══ RECORD EXCERPTS

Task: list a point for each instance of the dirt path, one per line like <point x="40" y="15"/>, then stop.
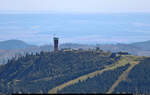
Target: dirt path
<point x="122" y="77"/>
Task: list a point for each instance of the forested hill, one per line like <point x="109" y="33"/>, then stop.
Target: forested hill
<point x="53" y="72"/>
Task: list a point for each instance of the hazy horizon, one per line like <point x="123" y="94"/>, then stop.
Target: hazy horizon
<point x="75" y="21"/>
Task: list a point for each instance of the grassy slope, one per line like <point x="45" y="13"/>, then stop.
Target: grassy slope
<point x="122" y="62"/>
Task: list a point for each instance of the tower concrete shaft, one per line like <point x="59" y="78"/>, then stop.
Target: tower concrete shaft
<point x="56" y="42"/>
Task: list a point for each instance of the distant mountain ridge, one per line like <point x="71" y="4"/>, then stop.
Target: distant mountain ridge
<point x="13" y="44"/>
<point x="11" y="48"/>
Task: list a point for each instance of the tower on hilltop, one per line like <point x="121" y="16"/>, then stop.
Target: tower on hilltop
<point x="56" y="41"/>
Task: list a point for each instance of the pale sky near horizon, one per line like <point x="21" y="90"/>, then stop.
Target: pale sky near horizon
<point x="75" y="6"/>
<point x="82" y="28"/>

════

▶ **WHAT YOU NEED TO DO**: Arrange the lines above as a JSON list of strings, one string per line, leaving out blank lines and the picture markers.

▶ **THE REPLY**:
[
  "Task: list a point for each instance of the dirt path, one per line like <point x=\"40\" y=\"15\"/>, then stop.",
  "Target: dirt path",
  "<point x=\"122\" y=\"77\"/>",
  "Task: list a point for each instance of the forested hill, one per line like <point x=\"109\" y=\"33\"/>, then stop.",
  "Target: forested hill",
  "<point x=\"53\" y=\"72\"/>",
  "Task: list a point for each instance of the hazy horizon, one per line like <point x=\"123\" y=\"94\"/>, then stop.",
  "Target: hazy horizon",
  "<point x=\"75\" y=\"21\"/>",
  "Task: list a point for each instance of the grassy slope, one per line like <point x=\"45\" y=\"13\"/>, then stop.",
  "Target: grassy slope",
  "<point x=\"122\" y=\"62\"/>",
  "Task: list a point for each instance of the tower concrete shaft, one per line like <point x=\"59\" y=\"78\"/>, then stop.",
  "Target: tower concrete shaft",
  "<point x=\"56\" y=\"42\"/>",
  "Task: list a point for each instance of the distant mountain ridge, one per line like <point x=\"71\" y=\"4\"/>, then stop.",
  "Target: distant mountain ridge",
  "<point x=\"13\" y=\"44\"/>",
  "<point x=\"11\" y=\"48\"/>",
  "Task: list a point for each instance of the tower on hilltop, one per line like <point x=\"121\" y=\"16\"/>, then stop.",
  "Target: tower on hilltop",
  "<point x=\"56\" y=\"41\"/>",
  "Task: list a point for each instance of the pale sky near horizon, one per line like <point x=\"21\" y=\"90\"/>, then stop.",
  "Target: pale sky near horizon",
  "<point x=\"75\" y=\"6\"/>",
  "<point x=\"82\" y=\"28\"/>"
]